# ASSIGNMENT:
Give every line of the listing back, exactly as written.

BEGIN

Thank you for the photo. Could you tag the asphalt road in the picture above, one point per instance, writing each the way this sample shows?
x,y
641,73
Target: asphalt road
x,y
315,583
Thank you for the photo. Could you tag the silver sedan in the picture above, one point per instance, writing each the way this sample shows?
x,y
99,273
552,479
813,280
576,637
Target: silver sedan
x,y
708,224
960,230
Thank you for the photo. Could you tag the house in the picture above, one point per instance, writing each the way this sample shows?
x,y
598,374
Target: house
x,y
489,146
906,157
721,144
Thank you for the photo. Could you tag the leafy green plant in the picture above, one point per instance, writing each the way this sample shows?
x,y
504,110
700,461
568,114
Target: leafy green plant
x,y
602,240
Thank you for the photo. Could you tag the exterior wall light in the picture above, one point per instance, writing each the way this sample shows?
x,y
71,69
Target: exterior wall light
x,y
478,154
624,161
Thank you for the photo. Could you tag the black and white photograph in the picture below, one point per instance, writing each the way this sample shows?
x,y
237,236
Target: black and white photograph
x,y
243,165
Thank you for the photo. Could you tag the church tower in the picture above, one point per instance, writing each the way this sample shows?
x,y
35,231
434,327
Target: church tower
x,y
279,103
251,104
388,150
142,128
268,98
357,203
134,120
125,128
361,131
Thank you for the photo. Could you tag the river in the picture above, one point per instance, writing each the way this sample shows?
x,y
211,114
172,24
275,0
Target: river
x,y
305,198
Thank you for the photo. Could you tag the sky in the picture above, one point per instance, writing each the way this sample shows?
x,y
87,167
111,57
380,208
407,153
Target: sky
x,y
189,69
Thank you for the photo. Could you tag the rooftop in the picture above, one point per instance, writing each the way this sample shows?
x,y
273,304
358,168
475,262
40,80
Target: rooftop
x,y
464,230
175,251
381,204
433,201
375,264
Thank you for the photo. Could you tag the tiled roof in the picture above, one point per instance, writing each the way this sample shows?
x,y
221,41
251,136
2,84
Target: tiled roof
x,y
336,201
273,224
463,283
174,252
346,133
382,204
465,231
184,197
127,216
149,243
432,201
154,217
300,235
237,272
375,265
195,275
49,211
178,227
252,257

END

# ANSWER BOX:
Thank you for the photo. Could you tag the asphalt road in the picture above, one point per instance, writing each the way this sample shows?
x,y
641,73
Target: asphalt road
x,y
315,583
Thank you for the photo. Could you tag the silver sedan in the picture above, one point per instance, writing each the way this sample shows?
x,y
99,273
552,479
813,280
576,637
Target: silver sedan
x,y
708,224
960,230
Thank you for the photo. Could you tag the house in the picture above, one point per instance, writing each the way this sample shows?
x,y
598,374
Target: house
x,y
489,146
906,157
721,144
Thank you for the photo. Could you tag the leafy green plant in the picture above, one point per instance, writing each the way this sample shows?
x,y
504,110
700,461
568,114
Target: leafy green plant
x,y
602,240
Thank you for the photo. Could you tag the exterior wall light in the picture above, one point per instance, writing each the way this sample shows?
x,y
71,69
Target: exterior wall light
x,y
478,154
624,161
Thank you for the photo. Could you tag the black and white photograph in the picture below, one point per instance, writing each the way this sample shows?
x,y
237,236
Target: black and white photograph
x,y
243,165
Thank you for the photo. Could you tag the church tower in the picture above, one point per instance, writing each the way this sample shows?
x,y
35,231
434,327
Target: church tower
x,y
279,103
251,104
388,150
142,128
268,98
357,203
134,120
125,128
361,131
Thank you for the photo. Could you tag the river in the picture above, one point per instance, writing each the way this sample shows?
x,y
211,114
172,24
275,0
Target: river
x,y
305,198
Thank you for the photo. Could you tag the sky in the picture above, one point per instance, writing each the way this sample shows?
x,y
87,167
111,57
380,208
407,153
Target: sky
x,y
189,69
Thank you for the photo. Could you tag the rooftop in the picture above, one point per instance, writing each the way this sample shows?
x,y
273,304
358,168
475,262
40,80
Target: rooftop
x,y
464,230
175,251
381,204
433,201
375,264
Thank you for the photo. Could you tag the tiled roof in the picture above, one point per instance, writing each the way this sample shows?
x,y
221,41
251,136
2,84
Target: tiled roof
x,y
336,201
273,224
463,283
174,252
346,133
382,204
465,231
184,197
127,216
149,243
432,201
154,217
300,235
237,272
375,265
195,275
49,211
178,227
252,257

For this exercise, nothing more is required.